>> START ENTRIES SUPPLIED
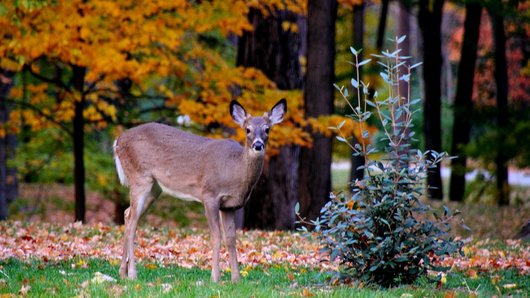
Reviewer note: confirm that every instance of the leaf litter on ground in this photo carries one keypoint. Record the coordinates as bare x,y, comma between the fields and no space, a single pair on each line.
190,248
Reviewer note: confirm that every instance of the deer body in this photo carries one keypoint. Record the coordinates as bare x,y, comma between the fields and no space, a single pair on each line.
155,158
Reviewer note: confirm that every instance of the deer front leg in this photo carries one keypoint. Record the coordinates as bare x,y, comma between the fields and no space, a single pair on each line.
125,254
142,196
212,214
229,226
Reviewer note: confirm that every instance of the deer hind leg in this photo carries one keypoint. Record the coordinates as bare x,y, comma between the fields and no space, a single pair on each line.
212,214
229,226
141,198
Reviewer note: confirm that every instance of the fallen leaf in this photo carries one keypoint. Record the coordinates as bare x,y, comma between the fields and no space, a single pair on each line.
>> END ENTRIES SUPPLIED
**TASK STATEMENT:**
Copy all the lines of data exactly as they appear, dropping any images.

**RESULT:**
Reviewer note: confirm that every instance of the leaf litter on ground in this photo carries one keypoint. Record the coordinates as bare x,y, comma between the fields and no space, a single pair on each line.
190,248
Reviewer note: confirm that every instance of the deer body in this photo carries one keypoint. Record the coordinates as bare x,y, comma between the fields and no space, a single pair on each line.
155,158
Reviewer note: confirm that every instance of the deer front leg in this photo carries one keypoint. Record the coordinates as bare x,y, comma between the fields and no space, a single pair on each line.
125,254
142,196
212,214
229,226
Reviewer note: confirm that every instance of the deer hind leg in this photo carries one keypoint. Record the coordinates as bare x,y, comma between the fields and no space, a single pair on each line.
212,214
229,226
141,198
Reviewer note: confirm that every instance of the fallen leaf in this photo carries one keypoint. Record the coordinates as bare x,y, comma between the fields and no space, a single pair on each line.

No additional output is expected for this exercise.